**Task objective**
Please restate each entry word for word.

(Dataset entries)
<<<<

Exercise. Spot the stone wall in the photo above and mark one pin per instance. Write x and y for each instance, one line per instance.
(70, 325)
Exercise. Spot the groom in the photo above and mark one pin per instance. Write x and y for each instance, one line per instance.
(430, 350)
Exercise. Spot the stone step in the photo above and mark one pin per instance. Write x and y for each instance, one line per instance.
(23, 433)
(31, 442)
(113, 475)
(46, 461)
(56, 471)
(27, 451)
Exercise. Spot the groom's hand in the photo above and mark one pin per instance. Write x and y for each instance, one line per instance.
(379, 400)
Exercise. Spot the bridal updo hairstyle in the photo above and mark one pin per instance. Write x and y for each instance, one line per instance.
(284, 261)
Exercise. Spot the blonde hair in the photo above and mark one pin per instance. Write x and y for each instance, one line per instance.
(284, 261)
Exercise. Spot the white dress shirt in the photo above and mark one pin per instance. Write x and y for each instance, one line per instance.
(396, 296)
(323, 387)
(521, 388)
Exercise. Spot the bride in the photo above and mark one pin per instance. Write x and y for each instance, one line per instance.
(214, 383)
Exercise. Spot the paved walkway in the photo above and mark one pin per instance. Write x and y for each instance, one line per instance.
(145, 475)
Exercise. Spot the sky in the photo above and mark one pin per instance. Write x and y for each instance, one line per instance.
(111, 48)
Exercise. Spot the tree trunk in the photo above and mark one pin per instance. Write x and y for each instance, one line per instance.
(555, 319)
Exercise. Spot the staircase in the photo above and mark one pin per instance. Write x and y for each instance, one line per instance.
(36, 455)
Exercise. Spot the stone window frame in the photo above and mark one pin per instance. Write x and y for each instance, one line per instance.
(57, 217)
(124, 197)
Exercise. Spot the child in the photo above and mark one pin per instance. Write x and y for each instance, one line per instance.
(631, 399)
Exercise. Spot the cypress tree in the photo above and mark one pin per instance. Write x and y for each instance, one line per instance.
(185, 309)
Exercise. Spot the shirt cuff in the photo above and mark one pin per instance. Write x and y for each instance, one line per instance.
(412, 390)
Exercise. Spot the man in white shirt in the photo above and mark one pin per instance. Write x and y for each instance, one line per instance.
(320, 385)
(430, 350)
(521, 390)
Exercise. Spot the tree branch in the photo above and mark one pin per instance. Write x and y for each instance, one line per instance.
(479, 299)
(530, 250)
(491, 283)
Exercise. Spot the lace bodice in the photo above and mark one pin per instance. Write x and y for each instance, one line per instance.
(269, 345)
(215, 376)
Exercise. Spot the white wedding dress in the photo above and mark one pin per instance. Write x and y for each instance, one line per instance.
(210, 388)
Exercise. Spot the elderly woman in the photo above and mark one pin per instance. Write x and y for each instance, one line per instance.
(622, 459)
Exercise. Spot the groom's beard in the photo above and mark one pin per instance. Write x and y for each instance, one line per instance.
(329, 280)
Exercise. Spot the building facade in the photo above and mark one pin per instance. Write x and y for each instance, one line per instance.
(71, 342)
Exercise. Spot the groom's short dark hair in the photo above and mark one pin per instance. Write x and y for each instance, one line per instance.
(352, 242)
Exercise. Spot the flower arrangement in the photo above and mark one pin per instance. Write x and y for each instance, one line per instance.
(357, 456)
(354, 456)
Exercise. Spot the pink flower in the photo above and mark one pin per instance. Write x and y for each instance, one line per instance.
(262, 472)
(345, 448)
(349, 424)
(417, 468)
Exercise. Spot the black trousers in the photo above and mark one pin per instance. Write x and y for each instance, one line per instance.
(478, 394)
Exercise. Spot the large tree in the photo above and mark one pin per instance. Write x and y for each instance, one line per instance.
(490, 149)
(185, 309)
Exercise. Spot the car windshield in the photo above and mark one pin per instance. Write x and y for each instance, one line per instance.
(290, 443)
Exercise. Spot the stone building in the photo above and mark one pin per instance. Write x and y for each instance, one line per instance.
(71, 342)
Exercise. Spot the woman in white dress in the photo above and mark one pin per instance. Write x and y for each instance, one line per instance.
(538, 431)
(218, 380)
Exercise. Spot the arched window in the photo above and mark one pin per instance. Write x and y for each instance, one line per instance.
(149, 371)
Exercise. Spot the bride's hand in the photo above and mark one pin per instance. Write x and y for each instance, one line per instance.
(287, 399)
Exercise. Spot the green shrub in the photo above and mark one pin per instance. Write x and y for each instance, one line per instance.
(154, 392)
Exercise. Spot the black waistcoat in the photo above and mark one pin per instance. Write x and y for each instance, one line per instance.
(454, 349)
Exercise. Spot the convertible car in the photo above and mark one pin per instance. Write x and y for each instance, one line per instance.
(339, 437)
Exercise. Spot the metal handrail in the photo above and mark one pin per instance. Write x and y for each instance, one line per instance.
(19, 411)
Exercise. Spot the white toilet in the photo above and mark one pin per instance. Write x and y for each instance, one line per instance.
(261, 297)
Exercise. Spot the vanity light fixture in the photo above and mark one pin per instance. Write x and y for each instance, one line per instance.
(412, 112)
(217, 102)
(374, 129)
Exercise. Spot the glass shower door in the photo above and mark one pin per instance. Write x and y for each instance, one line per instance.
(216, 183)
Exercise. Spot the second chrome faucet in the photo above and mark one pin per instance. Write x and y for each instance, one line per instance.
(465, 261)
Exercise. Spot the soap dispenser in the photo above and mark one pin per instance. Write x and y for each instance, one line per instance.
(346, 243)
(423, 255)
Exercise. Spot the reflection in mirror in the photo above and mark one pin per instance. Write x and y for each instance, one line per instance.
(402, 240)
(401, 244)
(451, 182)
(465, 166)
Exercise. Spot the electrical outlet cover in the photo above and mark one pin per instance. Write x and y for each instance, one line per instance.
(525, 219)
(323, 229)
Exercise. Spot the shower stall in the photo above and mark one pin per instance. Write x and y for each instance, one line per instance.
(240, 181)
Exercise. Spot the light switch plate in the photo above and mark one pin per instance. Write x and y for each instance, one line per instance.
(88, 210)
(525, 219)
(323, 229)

>>>>

**Solution**
Exercise. Spot the stone wall in the photo above and mark one pin per instance. Write x and y for each instance, one line per instance.
(70, 325)
Exercise. Spot the groom in the photo above and mark one pin per instance. Write x and y for each instance, one line per instance.
(430, 350)
Exercise. Spot the stone step in the photo above and mark one pin per instance. Write x and y for each instance, one line per instance.
(23, 433)
(31, 442)
(113, 475)
(46, 461)
(56, 471)
(27, 451)
Exercise. Spot the groom's hand in the photo above and mark one pin per instance. Write x and y for each instance, one line per instance.
(379, 400)
Exercise. Spot the bridal updo hairstyle in the photo above and mark one pin per instance. Write x and y for each instance, one line per instance.
(284, 261)
Exercise. Spot the blonde hair in the photo above and mark one pin per instance. Write x and y for each instance, one line per instance.
(284, 261)
Exercise. Spot the white dress shirt in the photo above and mark one pin per instance. Write x and y for each instance, one line per instance.
(396, 296)
(323, 387)
(521, 388)
Exercise. Spot the bride in the photo above and mark one pin per instance. Write x and y for each instance, one line per instance.
(214, 383)
Exercise. Spot the paved walkway in the photo above and mark one pin per instance. Write x and y for each instance, one line per instance.
(145, 475)
Exercise. Spot the sky in the photo above and mark one pin per instance. Write x and y for each instance, one line per instance.
(111, 48)
Exercise. Spot the tree trunk in the photo above and mark one pin per instance. Write x and y for each instance, one line per instance.
(555, 319)
Exercise. Spot the staircase in the photo above and mark one pin per instance. Write x and y for each instance, one line per instance.
(36, 455)
Exercise. Spot the stone window frame in the photo above and mark one pin per instance. Write x and y for each instance, one line per instance.
(57, 217)
(124, 197)
Exercise. Spot the child in the photo above and mark one pin per instance. Write x and y for each instance, one line per instance.
(631, 399)
Exercise. Spot the cypress tree in the photo above and mark one pin per instance. Write x and y for each instance, one line per instance.
(185, 309)
Exercise. Spot the shirt cuff in the photo above and mark one pin per instance. Write x and y for each instance, one line per instance.
(412, 390)
Exercise. Spot the man in white shirt in the photo above and mark one pin per instance. Write x and y for each instance, one line per instance.
(320, 385)
(430, 350)
(521, 390)
Exercise. Spot the tree branch in the photo above and mark one pin per instance. Write x and y for each instance, one line per instance.
(479, 299)
(530, 250)
(491, 283)
Exercise. Spot the lace bodice in the photo above and mark one pin per instance. Write x and y for each instance, one line per instance.
(269, 345)
(215, 376)
Exercise. Spot the white wedding dress in the photo above and mark one pin per instance. Write x and y for each instance, one line per instance.
(210, 388)
Exercise. Spot the elderly woman in the photo above and mark one pin per instance. Write x and y for each instance, one line per instance.
(622, 459)
Exercise. Spot the groom's beard in the photo above and mark one pin per instance. Write x and y for each instance, one line per instance.
(329, 280)
Exercise. Spot the building facade in the photo above and mark one pin per instance. Write x and y for each instance, one line per instance.
(71, 342)
Exercise. Spot the groom's short dark hair in the photo above and mark one pin per instance. Write x and y for each instance, one line per instance.
(352, 242)
Exercise. Spot the flower arrangement in the photo above and mark one pin per instance. Write x and y for each instance, one line per instance.
(357, 456)
(354, 456)
Exercise. Spot the pink flower in the photo above and mark one pin per instance. Write x and y for each instance, one line per instance.
(262, 472)
(345, 448)
(349, 424)
(417, 468)
Exercise. Spot the black trousers in the photo above and mark one pin per instance. Write x and y for each instance, one line per instance.
(478, 394)
Exercise. Spot the large tree in the photo above and mark one pin per instance. Write x and y for each instance, one line per instance.
(490, 149)
(185, 309)
Exercise. Spot the car windshield in the photo above and mark one pin per instance. Write x and y for each instance, one line per instance.
(290, 443)
Exercise. Spot the stone building in the photo above and mark one pin per instance. Write x and y for each instance, one line per instance.
(71, 342)
Exercise. Spot the woman in white dress in the photo above and mark one pin per instance. Write x and y for each instance, one line per instance.
(538, 431)
(218, 380)
Exercise. Spot the arched window in the photo above and mark one pin per instance. Write x and y for each instance, one line per instance.
(149, 371)
Exercise. Spot the bride's hand in the photo above and mark one pin per instance. Write x and y for each instance, one line per instance.
(287, 399)
Exercise. Spot the green shrub in the photo above and mark one pin per instance. Write x and y for each instance, one line per instance.
(154, 392)
Exercise. Spot the black waistcoat in the photo above and mark one pin per instance. Write x and y for each instance, one line per instance.
(454, 349)
Exercise. Spot the convertible car in the photo above and mark one pin per instance. Write x and y for each instance, one line per instance.
(339, 437)
Exercise. Spot the metal handrail in the photo above and mark one pin per instance. Write x and y for each instance, one line per instance.
(19, 411)
Exercise. Spot the white toilet in the photo above and mark one pin per instance. Write x and y for each instance, one line per instance.
(261, 297)
Exercise. Spot the vanity light fixture in the photo above and mark one pin per instance. Write x and y for each instance, one line per instance.
(412, 112)
(217, 102)
(374, 129)
Exercise. Spot the glass shower door in the photo above and mark one pin per instance. Write x and y for each instance, one line per instance.
(216, 183)
Exercise. Spot the second chrome faucet in the photo above and mark one pin per instance. Write x and y for each instance, one line per instance.
(465, 261)
Exercise. Spot the soap dispenser in the photo above and mark one pin per instance. Write x and y for each instance, one line per instance.
(346, 243)
(423, 255)
Exercise. Spot the reflection in mirror in the photo above and mark one pin per instance. Write x and y for each instance, one line per instance.
(402, 240)
(401, 244)
(451, 182)
(465, 166)
Exercise. Spot the electrical outlet cover in the photo above and mark one pin per instance. Write x and y for each instance, one line per instance.
(525, 219)
(323, 229)
Exercise. Spot the shower stall in the photo above and mark one pin per instance. Write x and y for each instance, one line per instance.
(240, 181)
Exercise. Spot the light switch plate in the photo above and mark one pin per instance. Write x and y for each instance, one line per instance.
(88, 210)
(525, 219)
(323, 229)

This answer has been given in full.